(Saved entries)
- - - -
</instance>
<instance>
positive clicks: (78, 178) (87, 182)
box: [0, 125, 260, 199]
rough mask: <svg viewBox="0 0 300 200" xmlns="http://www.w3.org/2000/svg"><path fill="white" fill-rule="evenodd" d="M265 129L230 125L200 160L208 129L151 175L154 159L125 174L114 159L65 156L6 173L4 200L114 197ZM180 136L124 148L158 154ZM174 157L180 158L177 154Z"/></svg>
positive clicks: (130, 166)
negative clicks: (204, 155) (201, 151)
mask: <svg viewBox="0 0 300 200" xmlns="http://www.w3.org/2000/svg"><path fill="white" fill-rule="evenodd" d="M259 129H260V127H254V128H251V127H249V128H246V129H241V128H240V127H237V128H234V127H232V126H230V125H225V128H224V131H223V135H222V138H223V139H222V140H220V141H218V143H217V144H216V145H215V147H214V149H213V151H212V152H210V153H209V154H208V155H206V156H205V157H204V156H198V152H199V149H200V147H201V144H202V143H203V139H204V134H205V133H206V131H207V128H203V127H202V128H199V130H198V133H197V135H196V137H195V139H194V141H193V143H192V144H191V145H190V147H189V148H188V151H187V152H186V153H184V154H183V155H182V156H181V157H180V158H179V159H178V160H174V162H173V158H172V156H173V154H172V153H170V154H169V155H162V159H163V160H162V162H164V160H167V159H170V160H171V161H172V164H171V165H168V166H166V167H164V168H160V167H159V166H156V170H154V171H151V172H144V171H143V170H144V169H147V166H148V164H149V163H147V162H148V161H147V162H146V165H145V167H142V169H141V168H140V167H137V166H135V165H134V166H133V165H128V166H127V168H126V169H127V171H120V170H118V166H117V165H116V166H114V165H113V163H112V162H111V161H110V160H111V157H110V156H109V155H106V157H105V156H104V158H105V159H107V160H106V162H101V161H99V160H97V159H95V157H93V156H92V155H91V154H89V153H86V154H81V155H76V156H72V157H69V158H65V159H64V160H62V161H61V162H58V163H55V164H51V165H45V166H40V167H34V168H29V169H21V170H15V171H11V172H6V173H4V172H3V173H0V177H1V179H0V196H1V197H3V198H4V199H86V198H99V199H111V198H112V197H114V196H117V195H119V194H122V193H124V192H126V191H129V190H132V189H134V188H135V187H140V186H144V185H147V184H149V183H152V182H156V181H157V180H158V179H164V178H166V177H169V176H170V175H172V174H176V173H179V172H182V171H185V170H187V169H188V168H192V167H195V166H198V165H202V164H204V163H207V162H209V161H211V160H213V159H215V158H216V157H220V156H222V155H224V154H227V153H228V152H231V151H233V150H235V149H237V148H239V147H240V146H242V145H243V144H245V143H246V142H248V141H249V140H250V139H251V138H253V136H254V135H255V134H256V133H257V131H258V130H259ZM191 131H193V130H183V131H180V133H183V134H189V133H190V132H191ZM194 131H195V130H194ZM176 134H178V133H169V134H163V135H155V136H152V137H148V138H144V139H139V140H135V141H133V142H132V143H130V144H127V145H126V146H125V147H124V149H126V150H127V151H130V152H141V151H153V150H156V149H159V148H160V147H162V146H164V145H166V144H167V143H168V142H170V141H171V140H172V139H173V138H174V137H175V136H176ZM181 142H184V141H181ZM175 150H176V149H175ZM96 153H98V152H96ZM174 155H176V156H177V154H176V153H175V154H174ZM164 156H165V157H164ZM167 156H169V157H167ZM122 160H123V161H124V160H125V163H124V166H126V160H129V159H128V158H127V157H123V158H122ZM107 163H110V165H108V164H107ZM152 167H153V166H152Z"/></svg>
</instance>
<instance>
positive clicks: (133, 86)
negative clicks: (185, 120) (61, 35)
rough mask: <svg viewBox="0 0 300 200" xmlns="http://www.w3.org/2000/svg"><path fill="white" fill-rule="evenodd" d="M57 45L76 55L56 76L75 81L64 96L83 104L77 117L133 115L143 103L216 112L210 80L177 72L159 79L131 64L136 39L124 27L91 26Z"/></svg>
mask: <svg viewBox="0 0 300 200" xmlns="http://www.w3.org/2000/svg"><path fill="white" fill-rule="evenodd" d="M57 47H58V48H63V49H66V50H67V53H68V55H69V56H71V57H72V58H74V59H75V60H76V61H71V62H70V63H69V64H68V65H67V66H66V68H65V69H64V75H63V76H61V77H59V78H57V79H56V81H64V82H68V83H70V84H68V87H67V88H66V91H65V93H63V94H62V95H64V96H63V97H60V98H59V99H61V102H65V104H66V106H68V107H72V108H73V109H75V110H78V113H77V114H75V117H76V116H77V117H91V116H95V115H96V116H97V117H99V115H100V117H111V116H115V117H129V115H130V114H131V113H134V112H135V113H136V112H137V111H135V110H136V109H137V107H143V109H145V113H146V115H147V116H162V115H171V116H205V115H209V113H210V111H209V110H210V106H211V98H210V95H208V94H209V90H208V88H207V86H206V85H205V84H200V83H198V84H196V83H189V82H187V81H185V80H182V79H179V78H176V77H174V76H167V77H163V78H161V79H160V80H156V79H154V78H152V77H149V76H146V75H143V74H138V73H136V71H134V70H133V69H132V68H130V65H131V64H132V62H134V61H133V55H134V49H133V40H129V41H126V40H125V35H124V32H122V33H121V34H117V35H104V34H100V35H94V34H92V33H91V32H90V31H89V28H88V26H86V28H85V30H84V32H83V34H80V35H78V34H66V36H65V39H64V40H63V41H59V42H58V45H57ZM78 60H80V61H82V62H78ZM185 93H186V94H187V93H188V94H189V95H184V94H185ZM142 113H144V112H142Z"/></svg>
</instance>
- - - -
**PROBLEM TO SOLVE:**
Would you print all of the records exactly as they were given?

**TASK RESULT:**
</instance>
<instance>
positive clicks: (78, 178) (87, 182)
box: [0, 125, 260, 199]
rough mask: <svg viewBox="0 0 300 200" xmlns="http://www.w3.org/2000/svg"><path fill="white" fill-rule="evenodd" d="M265 129L230 125L200 160L208 129L151 175L154 159L125 174L114 159L65 156L6 173L4 200L114 197ZM180 136L124 148L158 154ZM174 157L180 158L177 154Z"/></svg>
positive clicks: (130, 166)
negative clicks: (204, 155) (201, 151)
mask: <svg viewBox="0 0 300 200" xmlns="http://www.w3.org/2000/svg"><path fill="white" fill-rule="evenodd" d="M259 129H260V127H254V128H251V127H249V128H246V129H241V128H240V127H237V128H234V127H232V126H230V125H225V128H224V131H223V135H222V138H223V139H222V140H220V141H218V143H217V144H216V145H215V147H214V149H213V151H212V152H210V153H209V154H208V155H206V156H205V157H204V156H198V152H199V149H200V147H201V144H202V143H203V139H204V134H205V133H206V131H207V128H203V127H202V128H199V130H198V133H197V135H196V137H195V139H194V141H193V143H192V144H191V145H190V147H189V148H188V151H187V152H186V153H184V154H183V155H182V156H181V157H180V158H179V159H178V160H174V162H173V158H172V156H173V154H172V153H170V154H169V155H162V159H163V160H162V162H164V160H167V159H170V160H171V161H172V164H171V165H168V166H166V167H164V168H160V167H159V166H156V170H154V171H151V172H144V171H143V170H144V169H147V166H148V164H149V163H147V162H148V161H147V162H146V165H145V167H142V169H141V168H140V167H137V166H135V165H134V166H133V165H128V166H127V168H126V169H127V171H120V170H118V166H117V165H116V166H114V165H113V163H112V162H111V161H110V160H111V157H110V156H109V155H106V157H105V156H104V158H105V159H107V160H106V162H101V161H99V160H97V159H95V157H93V156H92V155H91V154H89V153H86V154H81V155H76V156H72V157H69V158H65V159H64V160H62V161H61V162H58V163H55V164H51V165H45V166H40V167H34V168H29V169H21V170H15V171H11V172H6V173H4V172H3V173H0V177H1V179H0V196H1V197H3V198H4V199H86V198H99V199H111V198H112V197H114V196H117V195H119V194H122V193H124V192H126V191H129V190H132V189H134V188H135V187H140V186H144V185H147V184H149V183H152V182H156V181H157V180H158V179H164V178H166V177H169V176H170V175H172V174H176V173H179V172H182V171H185V170H187V169H188V168H192V167H195V166H198V165H202V164H204V163H207V162H209V161H211V160H213V159H215V158H216V157H220V156H222V155H224V154H227V153H228V152H231V151H233V150H235V149H237V148H239V147H240V146H242V145H243V144H245V143H246V142H248V141H249V140H250V139H251V138H253V136H254V135H255V134H256V133H257V131H258V130H259ZM191 131H193V130H183V131H180V133H183V134H189V133H190V132H191ZM194 131H195V130H194ZM176 134H178V133H169V134H163V135H155V136H152V137H148V138H144V139H139V140H135V141H133V142H132V143H130V144H127V145H126V146H125V147H124V149H126V150H127V151H130V152H141V151H153V150H156V149H159V148H160V147H162V146H164V145H166V144H167V143H168V142H170V141H171V140H172V139H173V138H174V137H175V136H176ZM181 142H184V141H181ZM175 150H176V149H175ZM96 153H98V152H96ZM174 155H176V156H177V154H176V153H175V154H174ZM164 156H165V157H164ZM167 156H169V157H167ZM122 160H123V161H124V160H125V163H124V166H126V160H129V159H128V158H127V157H123V158H122ZM107 163H110V165H108V164H107ZM152 167H153V166H152Z"/></svg>
</instance>
<instance>
positive clicks: (133, 86)
negative clicks: (185, 120) (61, 35)
rough mask: <svg viewBox="0 0 300 200" xmlns="http://www.w3.org/2000/svg"><path fill="white" fill-rule="evenodd" d="M57 45L76 55L56 76L75 81L64 96L83 104L77 117L133 115L143 103L216 112L210 80L177 72L159 79L131 64L136 39L124 27L91 26Z"/></svg>
mask: <svg viewBox="0 0 300 200" xmlns="http://www.w3.org/2000/svg"><path fill="white" fill-rule="evenodd" d="M57 47H58V48H63V49H66V50H67V53H68V55H69V56H71V57H72V58H74V59H75V60H76V61H71V62H70V63H69V64H68V65H67V66H66V68H65V69H64V75H63V76H61V77H59V78H57V79H56V81H64V82H68V83H70V84H68V87H67V88H66V91H65V93H63V94H62V95H64V96H63V97H60V98H59V99H61V102H65V104H66V106H68V107H72V108H73V109H75V110H78V113H77V114H75V117H76V116H77V117H91V116H95V115H96V116H97V117H99V115H100V117H111V116H115V117H129V115H130V114H131V113H134V112H135V113H136V112H137V111H135V110H136V109H137V107H143V109H145V113H146V115H147V116H162V115H171V116H205V115H209V113H210V111H209V110H210V106H211V98H210V95H208V94H209V90H208V88H207V86H206V85H205V84H200V83H198V84H196V83H189V82H187V81H185V80H182V79H179V78H176V77H174V76H167V77H163V78H161V79H160V80H156V79H154V78H152V77H149V76H146V75H143V74H138V73H136V71H134V70H133V69H132V68H130V65H131V64H132V62H134V61H133V55H134V49H133V40H129V41H126V40H125V35H124V32H122V33H121V34H117V35H104V34H100V35H94V34H92V33H91V32H90V31H89V28H88V26H86V28H85V30H84V32H83V34H80V35H78V34H66V36H65V39H64V40H63V41H59V42H58V45H57ZM78 60H80V61H82V62H78ZM185 93H186V94H187V93H188V94H189V95H184V94H185ZM142 113H144V112H142Z"/></svg>
</instance>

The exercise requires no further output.